• [Provided text]
···
|
I'm attempting to use linear mixed models to analyze trends in several different measures over the course of a treatment (11 sessions), particularly to determine the effect of depression on the trajectories. When I run the LMM with the session number as the repeated measure, then the model does not acheive convergence. But when I do not enter anything in the repeated statement and use session number as a fixed effect, convergence is acheived. The resulting intercepts and betas from these models are slightly different, but they're all significant.
···
• [Data extract]

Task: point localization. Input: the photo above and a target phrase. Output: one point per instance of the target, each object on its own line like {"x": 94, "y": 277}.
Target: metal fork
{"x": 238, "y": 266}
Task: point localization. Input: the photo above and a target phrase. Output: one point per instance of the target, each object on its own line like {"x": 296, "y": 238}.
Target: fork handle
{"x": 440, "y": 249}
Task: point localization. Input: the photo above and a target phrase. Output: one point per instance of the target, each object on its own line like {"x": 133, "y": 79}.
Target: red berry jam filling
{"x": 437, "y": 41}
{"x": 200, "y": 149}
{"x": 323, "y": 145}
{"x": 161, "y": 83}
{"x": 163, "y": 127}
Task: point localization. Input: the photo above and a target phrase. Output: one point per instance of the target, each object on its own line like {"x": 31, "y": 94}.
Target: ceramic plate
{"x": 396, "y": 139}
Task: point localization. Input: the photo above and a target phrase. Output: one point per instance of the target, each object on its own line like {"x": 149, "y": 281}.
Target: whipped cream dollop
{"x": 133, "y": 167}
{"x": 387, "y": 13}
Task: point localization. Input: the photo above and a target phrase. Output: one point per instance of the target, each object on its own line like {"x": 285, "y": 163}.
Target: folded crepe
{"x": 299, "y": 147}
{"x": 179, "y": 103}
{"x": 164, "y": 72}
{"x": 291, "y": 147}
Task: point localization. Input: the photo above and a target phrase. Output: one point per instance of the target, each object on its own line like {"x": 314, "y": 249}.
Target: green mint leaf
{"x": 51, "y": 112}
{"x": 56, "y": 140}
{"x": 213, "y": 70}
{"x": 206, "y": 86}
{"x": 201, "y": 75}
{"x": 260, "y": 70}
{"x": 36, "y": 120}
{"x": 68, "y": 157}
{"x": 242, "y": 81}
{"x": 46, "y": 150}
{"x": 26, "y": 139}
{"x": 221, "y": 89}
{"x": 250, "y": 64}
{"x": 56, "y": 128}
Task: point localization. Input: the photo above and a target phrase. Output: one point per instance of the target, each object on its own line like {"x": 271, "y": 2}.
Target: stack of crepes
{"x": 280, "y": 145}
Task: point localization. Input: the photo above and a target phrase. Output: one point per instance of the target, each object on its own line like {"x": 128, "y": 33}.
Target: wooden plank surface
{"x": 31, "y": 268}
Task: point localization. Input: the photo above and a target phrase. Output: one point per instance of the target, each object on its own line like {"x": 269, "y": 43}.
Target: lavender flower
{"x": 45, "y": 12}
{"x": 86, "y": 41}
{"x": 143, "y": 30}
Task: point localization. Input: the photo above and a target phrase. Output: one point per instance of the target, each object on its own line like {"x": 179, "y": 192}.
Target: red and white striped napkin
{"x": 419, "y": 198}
···
• [Required actions]
A: Answer these questions about the forum post, one per line:
(i) How many sessions does the treatment cover?
(ii) What happens when session number is entered as the repeated measure?
(iii) How are the intercepts and betas from the models described?
B: Rewrite the paragraph of the forum post that begins "I'm attempting to use linear mixed models" as a short bulleted list that keeps its main facts.
C: Say whether each statement agrees with the forum post, answering yes or no and quoting the deciding words:
(i) The treatment spans eleven sessions.
(ii) Some of the resulting intercepts and betas are not significant.
(iii) The writer aims to determine the effect of depression on the trajectories.

• [Final answers]
A:
(i) 11 sessions.
(ii) The model does not achieve convergence.
(iii) They are slightly different, but all are significant.

B:
- I'm using linear mixed models to analyze trends in several measures over an 11-session treatment, mainly to find the effect of depression on the trajectories.
- With session number as the repeated measure, the model does not converge.
- With nothing in the repeated statement and session number as a fixed effect, the model converges.
- The intercepts and betas from these models differ slightly, but all are significant.

C:
(i) Yes: "over the course of a treatment (11 sessions)"
(ii) No: "they're all significant"
(iii) Yes: "particularly to determine the effect of depression on the trajectories"